Transcribe every record exactly.

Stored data
______
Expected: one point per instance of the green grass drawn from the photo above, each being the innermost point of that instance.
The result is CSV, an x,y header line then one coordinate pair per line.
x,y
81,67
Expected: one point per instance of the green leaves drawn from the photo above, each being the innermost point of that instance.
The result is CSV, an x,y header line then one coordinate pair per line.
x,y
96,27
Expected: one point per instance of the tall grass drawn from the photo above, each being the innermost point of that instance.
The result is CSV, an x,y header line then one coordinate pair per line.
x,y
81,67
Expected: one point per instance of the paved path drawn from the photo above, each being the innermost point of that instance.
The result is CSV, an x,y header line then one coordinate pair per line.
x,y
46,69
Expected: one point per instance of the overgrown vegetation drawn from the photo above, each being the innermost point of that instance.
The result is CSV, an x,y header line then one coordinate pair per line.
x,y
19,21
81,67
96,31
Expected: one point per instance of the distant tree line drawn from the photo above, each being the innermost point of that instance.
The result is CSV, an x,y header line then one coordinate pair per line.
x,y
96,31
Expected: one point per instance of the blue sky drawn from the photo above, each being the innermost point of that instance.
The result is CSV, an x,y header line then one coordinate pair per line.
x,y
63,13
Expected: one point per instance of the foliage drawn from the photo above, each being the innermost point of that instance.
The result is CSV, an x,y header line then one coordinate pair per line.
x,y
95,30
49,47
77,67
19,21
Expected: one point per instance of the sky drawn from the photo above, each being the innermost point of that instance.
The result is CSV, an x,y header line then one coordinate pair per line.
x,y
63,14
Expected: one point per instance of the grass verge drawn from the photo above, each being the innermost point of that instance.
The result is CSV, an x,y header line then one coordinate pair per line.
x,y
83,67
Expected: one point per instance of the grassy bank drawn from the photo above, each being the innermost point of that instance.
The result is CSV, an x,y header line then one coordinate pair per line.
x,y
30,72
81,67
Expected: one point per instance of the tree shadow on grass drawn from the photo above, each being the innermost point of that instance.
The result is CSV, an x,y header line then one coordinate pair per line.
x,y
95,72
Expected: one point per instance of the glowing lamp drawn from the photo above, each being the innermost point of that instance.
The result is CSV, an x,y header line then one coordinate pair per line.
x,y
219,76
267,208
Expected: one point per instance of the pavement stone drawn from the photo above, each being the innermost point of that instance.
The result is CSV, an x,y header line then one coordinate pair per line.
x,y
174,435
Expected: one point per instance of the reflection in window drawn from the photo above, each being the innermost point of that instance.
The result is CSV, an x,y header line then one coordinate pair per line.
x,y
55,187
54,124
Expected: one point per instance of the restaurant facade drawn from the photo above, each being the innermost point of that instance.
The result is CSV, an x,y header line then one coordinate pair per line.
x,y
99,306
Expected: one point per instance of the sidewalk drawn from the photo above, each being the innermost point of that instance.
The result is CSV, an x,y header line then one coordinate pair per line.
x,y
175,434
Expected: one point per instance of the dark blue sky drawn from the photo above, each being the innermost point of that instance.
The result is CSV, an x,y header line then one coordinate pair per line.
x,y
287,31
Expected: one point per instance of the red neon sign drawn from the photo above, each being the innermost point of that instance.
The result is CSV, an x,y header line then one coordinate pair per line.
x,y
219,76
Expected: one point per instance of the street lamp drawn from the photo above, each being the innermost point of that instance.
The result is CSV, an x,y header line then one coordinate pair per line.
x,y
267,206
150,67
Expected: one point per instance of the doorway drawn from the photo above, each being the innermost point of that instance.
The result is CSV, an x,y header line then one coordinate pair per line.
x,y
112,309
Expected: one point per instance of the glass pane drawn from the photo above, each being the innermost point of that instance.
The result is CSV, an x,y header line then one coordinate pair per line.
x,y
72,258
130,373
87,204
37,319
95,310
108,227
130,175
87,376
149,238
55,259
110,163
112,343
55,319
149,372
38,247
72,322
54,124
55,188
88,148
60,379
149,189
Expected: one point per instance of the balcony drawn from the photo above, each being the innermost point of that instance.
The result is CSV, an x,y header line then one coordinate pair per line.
______
= RESPONSE =
Expected: one point per instance of the green grass drawn from the photo above, each being the innermost point of that instance.
The result is CSV, an x,y header line then one coordinate pair per line.
x,y
81,67
Expected: one point per instance of the green leaves drawn from the photo above, each being the innermost point of that instance.
The result is CSV, an x,y header line then one coordinate pair per line.
x,y
96,27
Expected: one point per instance of the tall grass drawn from the photo above, each being the innermost point of that instance.
The result is CSV, an x,y header line then one coordinate pair per line.
x,y
81,67
Expected: one point per instance of the paved path drawn from the photo above, each being the innermost point of that instance.
The result is CSV, an x,y header line then one coordinate pair per line.
x,y
46,69
Expected: one point per instance of the overgrown vegetation drawn from the photo above, each being the innermost point of that instance.
The result is CSV, an x,y header line then one coordinate pair per line.
x,y
19,21
81,67
96,31
Expected: one point per instance of the distant tree line drawn from the photo above, each being the innermost point of that instance.
The result is CSV, an x,y header line then one coordinate pair per line.
x,y
96,31
Expected: one point per instance of the blue sky drawn from the photo above, each being the innermost point of that instance.
The result is CSV, an x,y header line then one coordinate pair per line.
x,y
63,13
Expected: one point per instance of the foliage drawn from the photo above, each being the innermost point of that instance.
The result is CSV, an x,y header line then one coordinate pair per line.
x,y
95,30
49,47
77,67
19,21
Expected: one point per instance of the sky drawn from the photo above, each being the innermost point of that instance.
The result is CSV, an x,y header line then one coordinate pair per line.
x,y
63,14
Expected: one point per instance of the grass verge drawn from the photo above, each being the innermost point of that instance.
The result is CSV, an x,y header line then one coordinate pair per line.
x,y
83,67
Expected: one point per instance of the grassy bank drawn from the photo above, each being the innermost point of that instance.
The result is CSV, an x,y header line then one coordinate pair per line.
x,y
30,72
81,67
Expected: one point per instance of the tree shadow on grass drawn from the photo above, each being the innermost point of that instance.
The result is CSV, an x,y header line then one coordinate pair per line.
x,y
95,72
Expected: one point per instance of the glowing lamp drawn from the photo above, each being the innermost point of that instance.
The result is CSV, an x,y header line then one coordinate pair per line.
x,y
219,76
267,208
Expected: one point per instance of the pavement stone drawn from the photo above, each being the innermost point of that instance.
The result is CSV, an x,y header line then one coordinate pair per line.
x,y
174,435
Expected: one point per instance of the reflection in window drawn from the photo above, each being the innermost point of that instance.
The result is CSV, an x,y header line then one coordinate pair per line.
x,y
55,187
54,124
Expected: one point per instance of the restaurant facade drawn from the photo above, each being the innermost point of that instance.
The result is CSV, an x,y header line then one coordinate pair per line.
x,y
99,306
Expected: one point per instance of the sidewalk drawn from the photo above, each being the innermost point of that instance.
The result is CSV, an x,y header line then one coordinate pair per line.
x,y
175,434
Expected: one point per instance of the dark blue sky drawn from the photo above, each being the innermost point of that instance.
The result is CSV, an x,y header line then one coordinate pair per line.
x,y
287,31
Expected: one point per instance of the red neon sign drawn from the photo above, each being the innermost point of that instance.
The result is CSV, an x,y header line then one coordinate pair per line.
x,y
219,76
Expected: one point per instance of the street lamp drawn from the photo above, each being the innermost point of that instance.
The result is CSV, an x,y header line then one coordinate pair per line.
x,y
267,206
150,67
Expected: one point per instance of the doorway drawn from the photo above, each being the innermost point of that instance.
The result is CSV, an x,y header line then one coordinate pair per line.
x,y
112,309
Expected: one point per instance of the glass pane drawn from the photo above, each being the innermost point of that instance.
The result is CSV, an x,y header line then one coordinate pair per line.
x,y
72,258
130,373
87,204
37,319
95,310
108,227
130,175
87,376
149,238
55,259
110,163
112,343
55,319
149,372
38,247
72,322
54,124
55,188
88,148
60,379
149,189
Expected: one point per instance of the balcony drawn from the photo above, each being the innermost point of that instance.
The result is CSV, an x,y header line then one coordinate pair per line.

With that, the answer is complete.